## Exercise brief
Write out the data word for word, taking care that no picture is carried over.
++++ The data
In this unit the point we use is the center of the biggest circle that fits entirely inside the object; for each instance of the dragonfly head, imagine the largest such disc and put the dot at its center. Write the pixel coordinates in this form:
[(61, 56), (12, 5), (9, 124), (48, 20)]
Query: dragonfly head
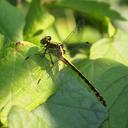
[(46, 40)]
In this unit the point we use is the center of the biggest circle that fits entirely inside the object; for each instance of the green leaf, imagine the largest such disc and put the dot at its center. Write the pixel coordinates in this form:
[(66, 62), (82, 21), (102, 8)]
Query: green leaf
++++++++
## Solution
In this unit the point we use is the center of the biggest circle that fits entirely inside the object; for each instance of the dragonfly head, imagine the largest such disc and put the dot at its center. Write the pixel coordinates in this form:
[(61, 56), (12, 5), (9, 124), (48, 20)]
Query: dragonfly head
[(46, 40)]
In this unit the point we use is the center of the biggest circle that fits entirely inside the object; for each instance of the green leaf, imagine the largest such disc and put the dot at its center. Write the pixel coordinates in this form:
[(66, 62), (82, 21), (102, 8)]
Query: green leaf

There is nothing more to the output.